▶ **WHAT THE TASK REQUIRES**:
Rescale the material starting at the line containing "and blue plaid" and ending at the line containing "(178, 1143)". Write out only those lines, requests included, with every coordinate in the answers multiplied by 0.25 and rounded to a whole number, halves rounding up.
· · · ·
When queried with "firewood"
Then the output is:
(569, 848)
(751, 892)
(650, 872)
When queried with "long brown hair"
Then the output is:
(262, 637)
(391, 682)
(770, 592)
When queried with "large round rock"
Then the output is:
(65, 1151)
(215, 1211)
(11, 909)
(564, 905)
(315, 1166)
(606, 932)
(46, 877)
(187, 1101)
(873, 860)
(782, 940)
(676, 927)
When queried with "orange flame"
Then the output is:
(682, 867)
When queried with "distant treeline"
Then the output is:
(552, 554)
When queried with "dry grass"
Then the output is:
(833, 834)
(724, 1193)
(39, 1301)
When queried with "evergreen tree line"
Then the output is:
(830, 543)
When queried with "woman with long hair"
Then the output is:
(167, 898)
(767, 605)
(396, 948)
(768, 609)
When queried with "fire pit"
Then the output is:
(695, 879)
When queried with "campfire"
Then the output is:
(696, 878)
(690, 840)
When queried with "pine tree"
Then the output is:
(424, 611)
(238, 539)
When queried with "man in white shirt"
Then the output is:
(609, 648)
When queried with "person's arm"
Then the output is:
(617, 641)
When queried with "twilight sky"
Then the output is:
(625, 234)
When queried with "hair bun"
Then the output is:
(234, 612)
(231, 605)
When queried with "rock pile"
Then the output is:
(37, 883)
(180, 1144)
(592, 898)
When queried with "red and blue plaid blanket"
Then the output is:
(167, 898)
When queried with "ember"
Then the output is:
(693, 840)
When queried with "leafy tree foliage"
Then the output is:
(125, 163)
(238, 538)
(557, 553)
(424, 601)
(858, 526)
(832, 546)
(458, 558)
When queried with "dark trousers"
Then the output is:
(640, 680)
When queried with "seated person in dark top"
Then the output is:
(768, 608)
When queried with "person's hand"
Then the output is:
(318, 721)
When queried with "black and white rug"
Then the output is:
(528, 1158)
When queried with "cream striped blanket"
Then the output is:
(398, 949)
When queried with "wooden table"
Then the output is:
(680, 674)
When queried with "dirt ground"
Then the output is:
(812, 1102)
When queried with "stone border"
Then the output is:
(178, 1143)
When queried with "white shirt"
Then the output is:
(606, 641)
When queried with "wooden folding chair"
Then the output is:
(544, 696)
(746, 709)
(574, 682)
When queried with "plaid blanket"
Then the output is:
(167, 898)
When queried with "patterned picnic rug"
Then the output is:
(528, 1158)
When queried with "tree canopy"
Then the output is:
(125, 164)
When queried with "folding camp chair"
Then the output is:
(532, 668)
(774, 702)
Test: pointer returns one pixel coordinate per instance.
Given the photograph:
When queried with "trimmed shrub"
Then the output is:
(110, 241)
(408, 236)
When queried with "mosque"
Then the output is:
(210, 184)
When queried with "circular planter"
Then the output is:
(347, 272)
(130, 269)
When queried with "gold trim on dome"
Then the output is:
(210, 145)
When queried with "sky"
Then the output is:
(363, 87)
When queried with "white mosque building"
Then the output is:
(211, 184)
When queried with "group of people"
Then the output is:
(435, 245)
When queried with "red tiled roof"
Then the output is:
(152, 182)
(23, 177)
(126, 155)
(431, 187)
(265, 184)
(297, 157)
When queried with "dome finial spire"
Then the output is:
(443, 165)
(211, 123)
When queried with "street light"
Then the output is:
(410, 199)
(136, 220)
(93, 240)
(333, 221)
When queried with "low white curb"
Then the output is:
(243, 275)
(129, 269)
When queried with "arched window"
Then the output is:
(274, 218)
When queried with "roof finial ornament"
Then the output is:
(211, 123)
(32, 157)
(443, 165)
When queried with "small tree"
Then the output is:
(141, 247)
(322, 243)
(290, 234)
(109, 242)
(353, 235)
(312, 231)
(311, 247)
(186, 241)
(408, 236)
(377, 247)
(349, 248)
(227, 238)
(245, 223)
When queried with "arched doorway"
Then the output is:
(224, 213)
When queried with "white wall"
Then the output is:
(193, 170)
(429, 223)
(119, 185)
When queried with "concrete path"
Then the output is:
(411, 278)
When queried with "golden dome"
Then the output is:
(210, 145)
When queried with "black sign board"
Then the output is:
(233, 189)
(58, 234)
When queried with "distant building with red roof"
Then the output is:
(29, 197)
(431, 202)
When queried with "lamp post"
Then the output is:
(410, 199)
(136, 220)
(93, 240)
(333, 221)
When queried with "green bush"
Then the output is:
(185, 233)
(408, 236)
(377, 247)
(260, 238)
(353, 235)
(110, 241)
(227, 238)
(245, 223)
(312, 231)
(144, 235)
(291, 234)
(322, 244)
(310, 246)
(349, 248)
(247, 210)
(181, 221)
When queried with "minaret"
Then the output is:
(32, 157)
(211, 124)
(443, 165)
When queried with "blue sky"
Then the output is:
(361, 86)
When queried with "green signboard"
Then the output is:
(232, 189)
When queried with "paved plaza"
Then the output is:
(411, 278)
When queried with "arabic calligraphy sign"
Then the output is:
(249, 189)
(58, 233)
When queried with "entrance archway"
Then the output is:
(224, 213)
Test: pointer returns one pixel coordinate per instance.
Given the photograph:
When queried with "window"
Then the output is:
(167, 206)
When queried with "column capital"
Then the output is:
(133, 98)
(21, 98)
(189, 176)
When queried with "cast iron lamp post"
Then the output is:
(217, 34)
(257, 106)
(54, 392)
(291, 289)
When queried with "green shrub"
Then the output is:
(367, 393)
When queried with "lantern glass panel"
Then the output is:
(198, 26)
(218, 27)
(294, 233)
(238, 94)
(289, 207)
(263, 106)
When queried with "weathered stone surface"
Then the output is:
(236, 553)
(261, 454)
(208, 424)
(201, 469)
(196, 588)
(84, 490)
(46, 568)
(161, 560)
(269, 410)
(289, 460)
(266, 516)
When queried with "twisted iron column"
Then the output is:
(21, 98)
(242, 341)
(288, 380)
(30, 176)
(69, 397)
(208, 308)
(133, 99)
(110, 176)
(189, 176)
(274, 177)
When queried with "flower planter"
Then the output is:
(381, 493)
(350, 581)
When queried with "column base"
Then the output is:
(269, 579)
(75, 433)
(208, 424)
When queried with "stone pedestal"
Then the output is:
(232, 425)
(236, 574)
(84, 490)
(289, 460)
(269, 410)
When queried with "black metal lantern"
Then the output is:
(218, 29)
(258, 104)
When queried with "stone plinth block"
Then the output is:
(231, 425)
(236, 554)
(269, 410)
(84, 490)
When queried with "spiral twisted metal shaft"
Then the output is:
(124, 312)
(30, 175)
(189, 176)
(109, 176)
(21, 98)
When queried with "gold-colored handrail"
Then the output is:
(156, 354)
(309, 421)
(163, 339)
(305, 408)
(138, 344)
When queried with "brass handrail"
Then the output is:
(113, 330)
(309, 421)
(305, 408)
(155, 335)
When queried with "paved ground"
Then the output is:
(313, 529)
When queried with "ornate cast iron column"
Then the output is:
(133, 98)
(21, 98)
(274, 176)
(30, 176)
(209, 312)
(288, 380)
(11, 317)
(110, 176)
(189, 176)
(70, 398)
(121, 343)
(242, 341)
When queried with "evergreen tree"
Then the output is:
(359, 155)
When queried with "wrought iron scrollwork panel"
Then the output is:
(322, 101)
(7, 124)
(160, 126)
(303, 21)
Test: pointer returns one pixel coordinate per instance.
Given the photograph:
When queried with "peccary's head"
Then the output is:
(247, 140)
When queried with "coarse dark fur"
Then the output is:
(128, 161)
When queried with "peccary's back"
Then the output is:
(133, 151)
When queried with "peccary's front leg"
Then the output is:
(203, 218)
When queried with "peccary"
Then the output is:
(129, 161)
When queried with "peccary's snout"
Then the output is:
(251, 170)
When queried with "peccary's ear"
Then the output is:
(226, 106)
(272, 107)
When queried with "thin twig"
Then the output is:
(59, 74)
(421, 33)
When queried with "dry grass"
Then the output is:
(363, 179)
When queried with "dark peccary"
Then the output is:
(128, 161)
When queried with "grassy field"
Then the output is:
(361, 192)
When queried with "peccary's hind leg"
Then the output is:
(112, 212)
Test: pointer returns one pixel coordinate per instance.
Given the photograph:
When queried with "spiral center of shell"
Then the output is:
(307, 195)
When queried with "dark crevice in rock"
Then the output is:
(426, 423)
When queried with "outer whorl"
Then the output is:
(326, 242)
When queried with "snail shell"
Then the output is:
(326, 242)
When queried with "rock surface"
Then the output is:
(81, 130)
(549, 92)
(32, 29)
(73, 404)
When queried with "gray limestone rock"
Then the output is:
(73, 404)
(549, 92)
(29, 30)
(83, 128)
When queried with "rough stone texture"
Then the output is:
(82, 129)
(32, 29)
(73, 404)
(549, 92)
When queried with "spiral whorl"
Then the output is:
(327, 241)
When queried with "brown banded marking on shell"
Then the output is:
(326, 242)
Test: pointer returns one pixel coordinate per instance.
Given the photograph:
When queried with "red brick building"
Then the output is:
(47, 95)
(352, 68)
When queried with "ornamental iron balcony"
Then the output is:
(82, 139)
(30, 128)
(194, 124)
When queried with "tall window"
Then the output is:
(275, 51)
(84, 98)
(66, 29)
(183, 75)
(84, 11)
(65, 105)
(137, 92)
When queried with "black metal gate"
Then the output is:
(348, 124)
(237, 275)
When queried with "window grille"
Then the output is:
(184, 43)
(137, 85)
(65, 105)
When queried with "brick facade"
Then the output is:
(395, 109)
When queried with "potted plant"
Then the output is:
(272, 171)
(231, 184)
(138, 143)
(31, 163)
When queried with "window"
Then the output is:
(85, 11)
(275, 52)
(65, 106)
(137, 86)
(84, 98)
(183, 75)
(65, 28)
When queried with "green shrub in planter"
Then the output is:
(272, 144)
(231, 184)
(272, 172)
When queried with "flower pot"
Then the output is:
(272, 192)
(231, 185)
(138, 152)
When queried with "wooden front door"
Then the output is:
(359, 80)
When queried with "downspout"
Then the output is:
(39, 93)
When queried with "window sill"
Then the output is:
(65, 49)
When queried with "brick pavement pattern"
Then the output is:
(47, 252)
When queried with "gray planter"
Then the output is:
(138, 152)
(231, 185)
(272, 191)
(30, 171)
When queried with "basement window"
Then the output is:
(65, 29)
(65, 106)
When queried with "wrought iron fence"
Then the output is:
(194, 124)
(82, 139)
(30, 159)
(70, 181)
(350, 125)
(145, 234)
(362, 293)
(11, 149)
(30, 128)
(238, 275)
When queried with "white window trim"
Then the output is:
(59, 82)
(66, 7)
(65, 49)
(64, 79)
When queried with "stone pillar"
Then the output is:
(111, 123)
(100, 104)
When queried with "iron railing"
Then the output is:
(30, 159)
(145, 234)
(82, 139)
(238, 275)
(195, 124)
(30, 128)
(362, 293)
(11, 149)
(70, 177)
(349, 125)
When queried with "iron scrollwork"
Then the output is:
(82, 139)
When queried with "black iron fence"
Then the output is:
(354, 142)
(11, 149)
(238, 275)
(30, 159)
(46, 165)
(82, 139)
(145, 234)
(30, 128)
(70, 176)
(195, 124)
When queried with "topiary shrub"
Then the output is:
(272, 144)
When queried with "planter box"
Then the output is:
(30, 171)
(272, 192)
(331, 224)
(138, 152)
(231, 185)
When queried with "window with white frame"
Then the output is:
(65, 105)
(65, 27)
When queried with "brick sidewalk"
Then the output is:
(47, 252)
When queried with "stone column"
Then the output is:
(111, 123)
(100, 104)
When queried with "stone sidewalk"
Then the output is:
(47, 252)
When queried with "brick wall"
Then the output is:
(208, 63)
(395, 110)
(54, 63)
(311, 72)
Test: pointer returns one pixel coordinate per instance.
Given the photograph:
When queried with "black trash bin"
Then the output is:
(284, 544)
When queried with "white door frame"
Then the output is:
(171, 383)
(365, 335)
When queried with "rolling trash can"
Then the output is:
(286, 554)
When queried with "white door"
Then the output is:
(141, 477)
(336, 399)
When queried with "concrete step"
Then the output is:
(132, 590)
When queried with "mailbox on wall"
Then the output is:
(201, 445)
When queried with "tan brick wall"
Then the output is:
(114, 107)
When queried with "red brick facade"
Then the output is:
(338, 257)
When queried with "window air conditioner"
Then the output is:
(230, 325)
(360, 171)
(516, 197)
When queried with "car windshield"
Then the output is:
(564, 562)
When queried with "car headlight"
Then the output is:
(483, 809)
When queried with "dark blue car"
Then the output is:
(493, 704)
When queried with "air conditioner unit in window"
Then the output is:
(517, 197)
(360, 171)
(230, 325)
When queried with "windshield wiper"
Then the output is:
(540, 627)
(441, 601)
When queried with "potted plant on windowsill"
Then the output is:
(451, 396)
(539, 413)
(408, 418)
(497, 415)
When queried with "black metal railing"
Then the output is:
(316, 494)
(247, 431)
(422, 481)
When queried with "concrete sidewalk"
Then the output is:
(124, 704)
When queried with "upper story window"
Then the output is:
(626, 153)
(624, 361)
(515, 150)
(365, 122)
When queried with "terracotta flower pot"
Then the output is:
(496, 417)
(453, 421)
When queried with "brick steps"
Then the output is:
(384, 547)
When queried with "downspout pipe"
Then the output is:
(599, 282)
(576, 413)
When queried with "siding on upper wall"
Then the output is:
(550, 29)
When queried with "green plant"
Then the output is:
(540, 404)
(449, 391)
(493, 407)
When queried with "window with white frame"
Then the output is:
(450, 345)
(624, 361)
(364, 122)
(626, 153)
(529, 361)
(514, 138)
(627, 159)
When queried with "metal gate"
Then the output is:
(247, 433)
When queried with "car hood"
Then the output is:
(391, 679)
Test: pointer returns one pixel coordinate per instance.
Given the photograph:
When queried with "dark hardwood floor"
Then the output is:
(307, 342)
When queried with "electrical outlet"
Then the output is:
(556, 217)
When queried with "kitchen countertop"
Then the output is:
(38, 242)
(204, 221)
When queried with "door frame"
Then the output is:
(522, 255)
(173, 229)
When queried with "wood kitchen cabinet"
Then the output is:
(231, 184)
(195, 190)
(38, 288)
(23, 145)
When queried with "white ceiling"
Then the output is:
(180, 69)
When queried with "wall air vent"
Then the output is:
· · · ·
▶ **REPLY TO THE TASK**:
When queried with "red and blue plaid blanket"
Then the output is:
(42, 225)
When queried with "ember"
Then the output is:
(173, 210)
When queried with "leafy tree foliage"
Then the output is:
(31, 41)
(60, 135)
(139, 138)
(106, 150)
(215, 132)
(208, 137)
(115, 140)
When queried with "dark trousers"
Then the output is:
(160, 170)
When queried with "seated person in dark top"
Then the output is:
(192, 152)
When queried with "person's hand"
Then the output is:
(80, 180)
When queried with "black and white rug"
Then the output is:
(132, 290)
When queried with "cream striped blanket"
Then the output is:
(100, 237)
When queried with "wooden table"
Then the output is:
(170, 169)
When queried with "dirt ground"
Then the output is:
(203, 276)
When queried with "stone border"
Then the output is:
(45, 286)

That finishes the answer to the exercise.